Problem to solve: Using the data below, show every line where the word "light" occurs.

>>>>>

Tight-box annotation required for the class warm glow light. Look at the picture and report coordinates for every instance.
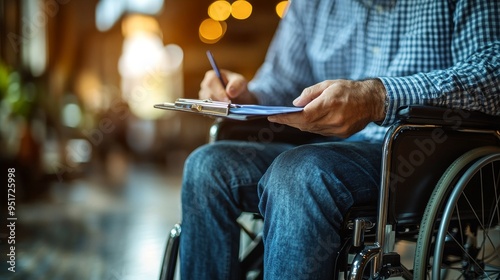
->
[231,0,252,20]
[122,14,161,38]
[276,1,289,18]
[119,14,184,120]
[75,70,103,112]
[119,41,184,120]
[208,0,231,21]
[199,18,224,42]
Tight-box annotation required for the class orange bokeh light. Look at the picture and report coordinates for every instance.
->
[199,18,227,44]
[276,1,289,18]
[208,0,232,21]
[231,0,252,20]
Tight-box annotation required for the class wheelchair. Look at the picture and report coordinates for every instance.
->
[159,105,500,280]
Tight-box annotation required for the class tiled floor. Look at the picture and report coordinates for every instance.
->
[0,158,183,280]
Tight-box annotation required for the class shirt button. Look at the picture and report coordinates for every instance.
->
[372,47,381,55]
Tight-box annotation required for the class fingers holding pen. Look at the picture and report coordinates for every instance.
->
[224,71,248,100]
[199,70,230,102]
[199,69,255,103]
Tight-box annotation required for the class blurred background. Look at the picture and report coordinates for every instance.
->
[0,0,287,278]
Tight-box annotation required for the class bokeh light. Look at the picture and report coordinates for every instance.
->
[62,103,82,128]
[276,1,289,18]
[208,0,232,21]
[119,14,184,120]
[199,18,227,43]
[231,0,252,20]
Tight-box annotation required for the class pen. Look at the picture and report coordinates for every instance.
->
[206,50,227,88]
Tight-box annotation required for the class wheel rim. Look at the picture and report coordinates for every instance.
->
[414,147,500,280]
[433,153,500,279]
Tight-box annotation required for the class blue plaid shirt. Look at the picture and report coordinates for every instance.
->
[248,0,500,142]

<<<<<

Finished exercise:
Tight-box annotation required for the class warm glow light. Look at the picture and report coordinates for every instance.
Tight-box annotation required for the class orange bokeh light. Look at the picture and report coordinates for every instance.
Tight-box annotation required for the class bokeh light. Look at the picture and report coordinates for every instance.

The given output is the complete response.